_GIVEN RECORDS_
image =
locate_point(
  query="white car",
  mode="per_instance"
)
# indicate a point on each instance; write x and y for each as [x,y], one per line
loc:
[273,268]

_YOUR GOAL_
The listing above should be transcribed in full, exactly as written.

_YOUR SOLUTION_
image =
locate_point(
  query="white car",
  mode="per_instance"
)
# indicate a point on each instance; write x and y for each as [x,y], one per line
loc:
[273,268]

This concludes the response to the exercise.